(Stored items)
^^^^

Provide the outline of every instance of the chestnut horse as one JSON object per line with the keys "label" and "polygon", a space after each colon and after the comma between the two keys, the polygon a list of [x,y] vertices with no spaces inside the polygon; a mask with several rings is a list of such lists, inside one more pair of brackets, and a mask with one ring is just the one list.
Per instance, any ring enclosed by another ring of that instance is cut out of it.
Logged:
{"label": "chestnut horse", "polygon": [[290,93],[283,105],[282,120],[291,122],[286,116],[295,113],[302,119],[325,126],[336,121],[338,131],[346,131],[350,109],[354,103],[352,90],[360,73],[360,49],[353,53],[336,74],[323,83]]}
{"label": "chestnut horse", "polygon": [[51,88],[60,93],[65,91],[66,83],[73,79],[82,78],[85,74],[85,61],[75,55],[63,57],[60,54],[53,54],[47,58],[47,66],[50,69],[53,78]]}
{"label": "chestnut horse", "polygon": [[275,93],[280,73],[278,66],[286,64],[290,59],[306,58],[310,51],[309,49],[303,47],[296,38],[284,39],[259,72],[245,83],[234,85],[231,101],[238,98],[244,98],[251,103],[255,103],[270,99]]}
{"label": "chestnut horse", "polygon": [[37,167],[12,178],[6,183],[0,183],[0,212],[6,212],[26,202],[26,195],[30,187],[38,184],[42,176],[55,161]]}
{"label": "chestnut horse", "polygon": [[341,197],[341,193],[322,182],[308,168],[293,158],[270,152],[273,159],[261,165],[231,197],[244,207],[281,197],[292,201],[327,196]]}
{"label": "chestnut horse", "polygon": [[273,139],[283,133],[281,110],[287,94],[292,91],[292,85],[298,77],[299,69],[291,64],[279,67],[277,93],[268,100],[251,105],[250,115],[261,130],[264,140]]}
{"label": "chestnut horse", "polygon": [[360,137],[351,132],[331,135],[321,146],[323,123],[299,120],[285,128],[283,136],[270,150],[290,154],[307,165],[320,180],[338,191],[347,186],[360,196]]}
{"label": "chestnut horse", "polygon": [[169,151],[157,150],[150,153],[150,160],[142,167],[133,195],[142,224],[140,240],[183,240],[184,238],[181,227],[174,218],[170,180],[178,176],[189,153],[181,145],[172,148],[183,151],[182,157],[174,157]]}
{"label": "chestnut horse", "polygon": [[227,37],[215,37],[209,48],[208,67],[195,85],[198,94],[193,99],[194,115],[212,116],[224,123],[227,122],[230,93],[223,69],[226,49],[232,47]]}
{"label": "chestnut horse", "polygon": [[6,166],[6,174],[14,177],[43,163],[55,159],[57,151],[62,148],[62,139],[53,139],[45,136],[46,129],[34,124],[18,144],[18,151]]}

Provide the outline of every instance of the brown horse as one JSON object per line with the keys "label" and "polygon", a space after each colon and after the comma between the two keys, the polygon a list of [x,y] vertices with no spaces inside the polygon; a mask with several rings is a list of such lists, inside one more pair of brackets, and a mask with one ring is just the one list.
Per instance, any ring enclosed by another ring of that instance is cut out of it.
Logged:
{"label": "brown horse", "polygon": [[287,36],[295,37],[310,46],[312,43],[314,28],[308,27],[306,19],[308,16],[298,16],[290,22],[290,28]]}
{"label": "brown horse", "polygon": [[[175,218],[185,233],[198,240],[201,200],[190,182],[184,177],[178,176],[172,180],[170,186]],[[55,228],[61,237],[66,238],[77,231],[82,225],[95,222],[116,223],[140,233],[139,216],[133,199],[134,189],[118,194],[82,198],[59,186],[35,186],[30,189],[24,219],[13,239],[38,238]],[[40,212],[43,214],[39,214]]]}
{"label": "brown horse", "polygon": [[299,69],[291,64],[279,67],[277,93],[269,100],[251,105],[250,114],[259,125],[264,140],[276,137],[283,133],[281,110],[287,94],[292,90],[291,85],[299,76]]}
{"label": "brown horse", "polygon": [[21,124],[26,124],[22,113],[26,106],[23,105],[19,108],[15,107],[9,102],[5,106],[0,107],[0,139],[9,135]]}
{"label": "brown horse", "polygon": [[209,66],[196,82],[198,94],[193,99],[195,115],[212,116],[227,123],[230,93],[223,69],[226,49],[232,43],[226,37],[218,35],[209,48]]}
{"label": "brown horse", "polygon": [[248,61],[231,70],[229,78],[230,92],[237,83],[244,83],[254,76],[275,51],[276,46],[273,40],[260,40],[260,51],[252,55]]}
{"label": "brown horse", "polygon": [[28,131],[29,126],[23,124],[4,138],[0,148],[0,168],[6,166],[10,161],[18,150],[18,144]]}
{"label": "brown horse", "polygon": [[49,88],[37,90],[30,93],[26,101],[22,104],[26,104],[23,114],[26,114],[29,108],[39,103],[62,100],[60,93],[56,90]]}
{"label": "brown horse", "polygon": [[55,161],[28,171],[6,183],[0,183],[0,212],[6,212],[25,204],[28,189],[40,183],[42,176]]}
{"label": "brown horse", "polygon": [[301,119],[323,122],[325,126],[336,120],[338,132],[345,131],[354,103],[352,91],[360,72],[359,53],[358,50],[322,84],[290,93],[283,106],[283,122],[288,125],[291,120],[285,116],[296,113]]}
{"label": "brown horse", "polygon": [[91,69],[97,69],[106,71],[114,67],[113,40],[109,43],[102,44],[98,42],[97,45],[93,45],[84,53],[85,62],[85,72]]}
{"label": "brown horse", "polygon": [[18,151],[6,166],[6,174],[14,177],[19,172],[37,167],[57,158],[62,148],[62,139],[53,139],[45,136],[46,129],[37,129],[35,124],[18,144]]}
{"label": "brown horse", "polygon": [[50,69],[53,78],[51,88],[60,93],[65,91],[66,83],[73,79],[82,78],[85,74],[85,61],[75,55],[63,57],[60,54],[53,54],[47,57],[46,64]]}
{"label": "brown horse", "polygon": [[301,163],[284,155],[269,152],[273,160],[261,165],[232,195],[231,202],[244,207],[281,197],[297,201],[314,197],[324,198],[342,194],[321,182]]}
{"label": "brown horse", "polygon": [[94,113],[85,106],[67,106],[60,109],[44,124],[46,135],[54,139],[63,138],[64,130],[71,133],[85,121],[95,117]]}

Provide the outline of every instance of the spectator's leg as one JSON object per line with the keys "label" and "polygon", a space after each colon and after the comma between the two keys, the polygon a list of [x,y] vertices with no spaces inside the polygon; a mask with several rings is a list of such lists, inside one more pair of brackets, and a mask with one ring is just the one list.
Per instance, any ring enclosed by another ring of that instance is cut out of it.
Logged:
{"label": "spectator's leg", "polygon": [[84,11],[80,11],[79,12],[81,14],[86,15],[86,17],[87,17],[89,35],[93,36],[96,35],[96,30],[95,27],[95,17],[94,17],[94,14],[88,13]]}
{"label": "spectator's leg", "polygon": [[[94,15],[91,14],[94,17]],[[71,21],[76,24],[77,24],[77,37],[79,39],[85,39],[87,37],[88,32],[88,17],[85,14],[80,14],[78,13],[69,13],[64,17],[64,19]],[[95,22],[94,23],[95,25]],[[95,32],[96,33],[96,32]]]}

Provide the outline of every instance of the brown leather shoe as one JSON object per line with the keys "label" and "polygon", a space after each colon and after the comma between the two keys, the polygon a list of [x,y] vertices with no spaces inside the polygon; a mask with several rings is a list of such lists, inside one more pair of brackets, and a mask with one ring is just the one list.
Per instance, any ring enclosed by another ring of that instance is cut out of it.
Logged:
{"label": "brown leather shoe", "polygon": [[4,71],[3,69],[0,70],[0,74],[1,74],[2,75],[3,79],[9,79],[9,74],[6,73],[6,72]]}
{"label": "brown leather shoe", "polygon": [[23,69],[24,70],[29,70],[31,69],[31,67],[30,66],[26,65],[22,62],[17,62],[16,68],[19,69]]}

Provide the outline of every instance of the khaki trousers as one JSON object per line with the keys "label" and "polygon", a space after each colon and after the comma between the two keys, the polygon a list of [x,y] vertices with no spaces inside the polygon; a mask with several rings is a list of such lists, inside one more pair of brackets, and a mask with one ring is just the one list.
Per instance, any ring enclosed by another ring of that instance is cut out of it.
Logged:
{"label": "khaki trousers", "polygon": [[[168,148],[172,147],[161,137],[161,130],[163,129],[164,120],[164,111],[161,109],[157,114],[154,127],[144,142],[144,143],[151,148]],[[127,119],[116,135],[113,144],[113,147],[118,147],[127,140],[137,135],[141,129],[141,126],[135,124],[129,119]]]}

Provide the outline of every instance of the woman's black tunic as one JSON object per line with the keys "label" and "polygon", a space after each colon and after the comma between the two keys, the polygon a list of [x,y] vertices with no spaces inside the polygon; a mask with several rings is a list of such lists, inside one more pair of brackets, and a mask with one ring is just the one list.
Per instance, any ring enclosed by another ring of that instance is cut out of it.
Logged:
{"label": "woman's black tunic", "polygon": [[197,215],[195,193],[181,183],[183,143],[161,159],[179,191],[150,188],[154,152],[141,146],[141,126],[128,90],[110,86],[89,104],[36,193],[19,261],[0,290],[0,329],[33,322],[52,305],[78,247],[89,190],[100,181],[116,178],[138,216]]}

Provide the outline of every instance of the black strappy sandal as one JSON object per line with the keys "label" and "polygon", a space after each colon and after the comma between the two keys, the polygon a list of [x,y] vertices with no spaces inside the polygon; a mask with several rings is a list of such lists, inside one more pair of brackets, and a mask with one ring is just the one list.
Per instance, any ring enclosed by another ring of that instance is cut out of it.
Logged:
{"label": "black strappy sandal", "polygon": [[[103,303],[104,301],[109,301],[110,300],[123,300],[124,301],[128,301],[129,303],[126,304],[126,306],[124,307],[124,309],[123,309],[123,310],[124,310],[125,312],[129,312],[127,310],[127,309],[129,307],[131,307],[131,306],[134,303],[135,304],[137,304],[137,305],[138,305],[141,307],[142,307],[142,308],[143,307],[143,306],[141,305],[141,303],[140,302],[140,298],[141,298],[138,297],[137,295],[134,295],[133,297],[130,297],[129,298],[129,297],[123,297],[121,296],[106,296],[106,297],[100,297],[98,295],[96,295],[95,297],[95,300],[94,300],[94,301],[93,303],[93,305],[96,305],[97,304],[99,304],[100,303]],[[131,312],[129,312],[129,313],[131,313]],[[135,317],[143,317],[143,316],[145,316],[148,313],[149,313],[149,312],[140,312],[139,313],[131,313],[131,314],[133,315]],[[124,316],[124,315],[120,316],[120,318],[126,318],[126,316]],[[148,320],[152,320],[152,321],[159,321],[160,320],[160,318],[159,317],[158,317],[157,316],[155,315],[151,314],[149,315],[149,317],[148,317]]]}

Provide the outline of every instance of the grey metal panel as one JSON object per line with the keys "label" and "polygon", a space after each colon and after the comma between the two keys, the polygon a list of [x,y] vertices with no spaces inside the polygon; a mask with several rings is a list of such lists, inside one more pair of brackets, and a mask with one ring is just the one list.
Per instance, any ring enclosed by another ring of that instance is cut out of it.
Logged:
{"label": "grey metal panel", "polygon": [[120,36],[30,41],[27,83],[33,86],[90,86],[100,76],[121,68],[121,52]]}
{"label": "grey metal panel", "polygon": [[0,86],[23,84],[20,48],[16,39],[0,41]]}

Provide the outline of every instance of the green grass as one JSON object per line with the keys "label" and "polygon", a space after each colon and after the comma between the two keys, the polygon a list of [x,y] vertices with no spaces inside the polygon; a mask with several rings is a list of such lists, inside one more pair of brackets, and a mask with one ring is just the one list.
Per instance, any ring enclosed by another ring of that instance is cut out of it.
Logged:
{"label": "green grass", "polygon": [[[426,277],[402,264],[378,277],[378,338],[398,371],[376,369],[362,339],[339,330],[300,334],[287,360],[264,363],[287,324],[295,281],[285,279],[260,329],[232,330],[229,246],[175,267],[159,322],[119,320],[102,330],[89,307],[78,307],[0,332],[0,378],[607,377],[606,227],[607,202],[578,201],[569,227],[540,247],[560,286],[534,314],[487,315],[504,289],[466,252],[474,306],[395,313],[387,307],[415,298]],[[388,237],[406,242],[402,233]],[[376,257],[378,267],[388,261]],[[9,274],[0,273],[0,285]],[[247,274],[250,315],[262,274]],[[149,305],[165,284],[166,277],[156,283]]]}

^^^^

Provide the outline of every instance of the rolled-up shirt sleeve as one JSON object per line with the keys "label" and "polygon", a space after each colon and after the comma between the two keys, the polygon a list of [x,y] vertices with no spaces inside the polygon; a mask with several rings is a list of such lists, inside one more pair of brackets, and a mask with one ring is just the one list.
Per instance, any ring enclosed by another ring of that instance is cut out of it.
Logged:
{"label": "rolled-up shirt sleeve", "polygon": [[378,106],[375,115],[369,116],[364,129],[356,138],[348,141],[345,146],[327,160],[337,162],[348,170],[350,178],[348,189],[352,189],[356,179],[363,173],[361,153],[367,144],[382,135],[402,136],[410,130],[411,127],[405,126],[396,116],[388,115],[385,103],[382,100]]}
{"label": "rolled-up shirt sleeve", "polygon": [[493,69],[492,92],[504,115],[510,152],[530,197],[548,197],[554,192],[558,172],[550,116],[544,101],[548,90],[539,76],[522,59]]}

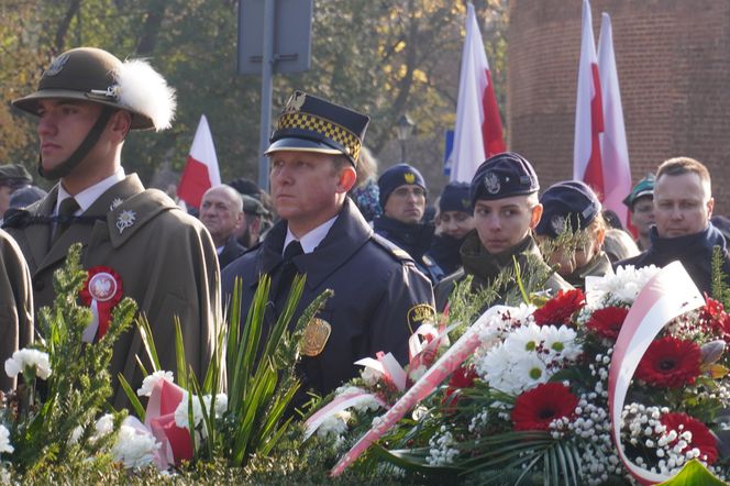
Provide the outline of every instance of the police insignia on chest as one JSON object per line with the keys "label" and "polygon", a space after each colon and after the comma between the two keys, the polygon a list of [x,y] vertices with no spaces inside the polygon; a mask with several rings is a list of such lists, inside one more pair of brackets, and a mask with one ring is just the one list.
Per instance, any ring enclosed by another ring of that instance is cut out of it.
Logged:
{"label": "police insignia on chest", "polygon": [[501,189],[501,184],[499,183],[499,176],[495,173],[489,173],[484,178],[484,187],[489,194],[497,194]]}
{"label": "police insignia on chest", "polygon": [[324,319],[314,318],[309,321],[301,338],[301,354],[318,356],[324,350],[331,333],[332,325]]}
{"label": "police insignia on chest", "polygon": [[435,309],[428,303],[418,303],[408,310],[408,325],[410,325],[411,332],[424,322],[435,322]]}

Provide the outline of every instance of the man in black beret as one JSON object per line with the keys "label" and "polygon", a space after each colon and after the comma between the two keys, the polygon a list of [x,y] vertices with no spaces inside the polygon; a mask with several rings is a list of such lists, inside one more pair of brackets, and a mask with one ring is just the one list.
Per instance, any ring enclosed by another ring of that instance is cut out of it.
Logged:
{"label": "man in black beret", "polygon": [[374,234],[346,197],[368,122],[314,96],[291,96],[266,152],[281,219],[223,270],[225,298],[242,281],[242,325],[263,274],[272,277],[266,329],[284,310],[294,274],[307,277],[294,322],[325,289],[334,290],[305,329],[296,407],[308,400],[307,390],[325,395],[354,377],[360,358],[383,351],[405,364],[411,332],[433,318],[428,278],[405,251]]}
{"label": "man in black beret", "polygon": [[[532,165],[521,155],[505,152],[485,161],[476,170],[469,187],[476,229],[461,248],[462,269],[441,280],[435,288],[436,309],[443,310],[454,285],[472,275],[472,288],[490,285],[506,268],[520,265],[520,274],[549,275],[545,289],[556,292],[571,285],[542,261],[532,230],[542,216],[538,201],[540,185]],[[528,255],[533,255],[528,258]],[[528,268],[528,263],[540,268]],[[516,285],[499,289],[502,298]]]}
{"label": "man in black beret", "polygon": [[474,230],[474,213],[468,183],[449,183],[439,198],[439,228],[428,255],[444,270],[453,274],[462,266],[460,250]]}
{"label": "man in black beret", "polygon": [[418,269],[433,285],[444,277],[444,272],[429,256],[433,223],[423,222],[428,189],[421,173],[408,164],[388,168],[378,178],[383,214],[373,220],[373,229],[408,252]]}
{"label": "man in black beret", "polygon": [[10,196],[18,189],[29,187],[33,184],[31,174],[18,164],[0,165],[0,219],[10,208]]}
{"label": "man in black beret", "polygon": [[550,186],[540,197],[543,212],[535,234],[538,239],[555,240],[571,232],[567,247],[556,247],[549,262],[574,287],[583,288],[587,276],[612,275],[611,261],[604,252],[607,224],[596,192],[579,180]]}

^^^^

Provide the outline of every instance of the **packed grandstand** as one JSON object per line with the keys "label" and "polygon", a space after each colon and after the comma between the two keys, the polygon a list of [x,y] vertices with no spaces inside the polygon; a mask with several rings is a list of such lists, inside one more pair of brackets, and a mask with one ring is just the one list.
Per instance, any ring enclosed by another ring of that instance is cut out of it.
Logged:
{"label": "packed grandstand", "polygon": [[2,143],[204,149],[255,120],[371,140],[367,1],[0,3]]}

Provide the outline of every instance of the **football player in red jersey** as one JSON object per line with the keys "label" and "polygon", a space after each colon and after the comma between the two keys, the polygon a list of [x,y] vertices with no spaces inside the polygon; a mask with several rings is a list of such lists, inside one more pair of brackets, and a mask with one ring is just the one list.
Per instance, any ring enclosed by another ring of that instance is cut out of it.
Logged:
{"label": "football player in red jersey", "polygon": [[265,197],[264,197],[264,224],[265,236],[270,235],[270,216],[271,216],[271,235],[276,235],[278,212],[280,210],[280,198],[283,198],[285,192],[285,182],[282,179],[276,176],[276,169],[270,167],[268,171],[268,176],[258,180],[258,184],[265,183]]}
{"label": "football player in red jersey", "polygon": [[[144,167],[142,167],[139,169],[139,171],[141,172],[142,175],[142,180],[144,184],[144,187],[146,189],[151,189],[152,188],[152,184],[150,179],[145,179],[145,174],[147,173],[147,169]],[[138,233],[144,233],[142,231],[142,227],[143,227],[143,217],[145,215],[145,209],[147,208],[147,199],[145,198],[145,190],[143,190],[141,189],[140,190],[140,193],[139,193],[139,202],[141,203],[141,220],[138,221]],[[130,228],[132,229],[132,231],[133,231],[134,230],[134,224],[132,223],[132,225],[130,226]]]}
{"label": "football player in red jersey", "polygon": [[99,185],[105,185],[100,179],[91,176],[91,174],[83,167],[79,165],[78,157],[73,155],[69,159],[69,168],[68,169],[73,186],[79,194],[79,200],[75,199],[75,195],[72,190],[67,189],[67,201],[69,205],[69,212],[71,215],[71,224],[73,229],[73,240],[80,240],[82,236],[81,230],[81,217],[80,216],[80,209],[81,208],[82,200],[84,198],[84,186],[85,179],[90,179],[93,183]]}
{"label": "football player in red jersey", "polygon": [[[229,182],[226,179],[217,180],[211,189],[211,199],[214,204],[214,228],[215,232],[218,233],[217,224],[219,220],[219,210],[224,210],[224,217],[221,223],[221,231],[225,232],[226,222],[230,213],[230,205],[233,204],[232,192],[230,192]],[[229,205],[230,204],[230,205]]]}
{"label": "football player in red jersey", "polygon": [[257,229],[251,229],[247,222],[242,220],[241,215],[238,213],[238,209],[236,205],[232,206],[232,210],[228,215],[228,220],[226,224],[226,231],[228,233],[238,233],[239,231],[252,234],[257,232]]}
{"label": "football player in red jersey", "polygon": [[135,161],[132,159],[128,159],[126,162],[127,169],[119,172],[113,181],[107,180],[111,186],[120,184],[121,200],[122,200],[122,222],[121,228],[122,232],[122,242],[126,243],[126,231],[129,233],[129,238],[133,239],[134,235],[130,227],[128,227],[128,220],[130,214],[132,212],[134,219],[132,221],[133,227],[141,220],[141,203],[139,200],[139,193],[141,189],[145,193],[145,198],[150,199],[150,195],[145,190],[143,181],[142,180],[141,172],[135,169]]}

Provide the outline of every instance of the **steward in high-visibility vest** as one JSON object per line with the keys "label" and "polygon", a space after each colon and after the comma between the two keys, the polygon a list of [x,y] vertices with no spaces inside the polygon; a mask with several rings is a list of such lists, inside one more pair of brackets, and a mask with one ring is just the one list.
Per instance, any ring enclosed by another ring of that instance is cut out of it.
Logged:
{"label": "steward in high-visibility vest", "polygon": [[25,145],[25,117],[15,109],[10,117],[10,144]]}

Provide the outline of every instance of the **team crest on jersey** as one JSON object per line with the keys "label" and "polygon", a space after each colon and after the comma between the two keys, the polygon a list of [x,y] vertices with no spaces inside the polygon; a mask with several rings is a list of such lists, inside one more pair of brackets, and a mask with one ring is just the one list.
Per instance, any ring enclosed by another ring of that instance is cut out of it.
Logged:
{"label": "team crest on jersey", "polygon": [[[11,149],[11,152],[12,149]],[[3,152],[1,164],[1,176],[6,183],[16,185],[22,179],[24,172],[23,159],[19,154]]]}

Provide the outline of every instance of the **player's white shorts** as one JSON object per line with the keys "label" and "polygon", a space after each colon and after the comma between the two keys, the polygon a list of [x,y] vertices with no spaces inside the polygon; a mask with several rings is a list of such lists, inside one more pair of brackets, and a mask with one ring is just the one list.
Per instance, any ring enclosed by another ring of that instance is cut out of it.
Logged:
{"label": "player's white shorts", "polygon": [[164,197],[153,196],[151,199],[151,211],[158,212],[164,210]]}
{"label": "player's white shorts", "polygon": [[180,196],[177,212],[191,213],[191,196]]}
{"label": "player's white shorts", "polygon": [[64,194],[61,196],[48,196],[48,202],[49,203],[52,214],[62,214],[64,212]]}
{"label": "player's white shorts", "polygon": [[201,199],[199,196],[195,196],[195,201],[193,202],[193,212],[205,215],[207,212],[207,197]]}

^^^^

Count the lines of the data above that contain the string "grandstand", treating case as significant, and give only the number.

2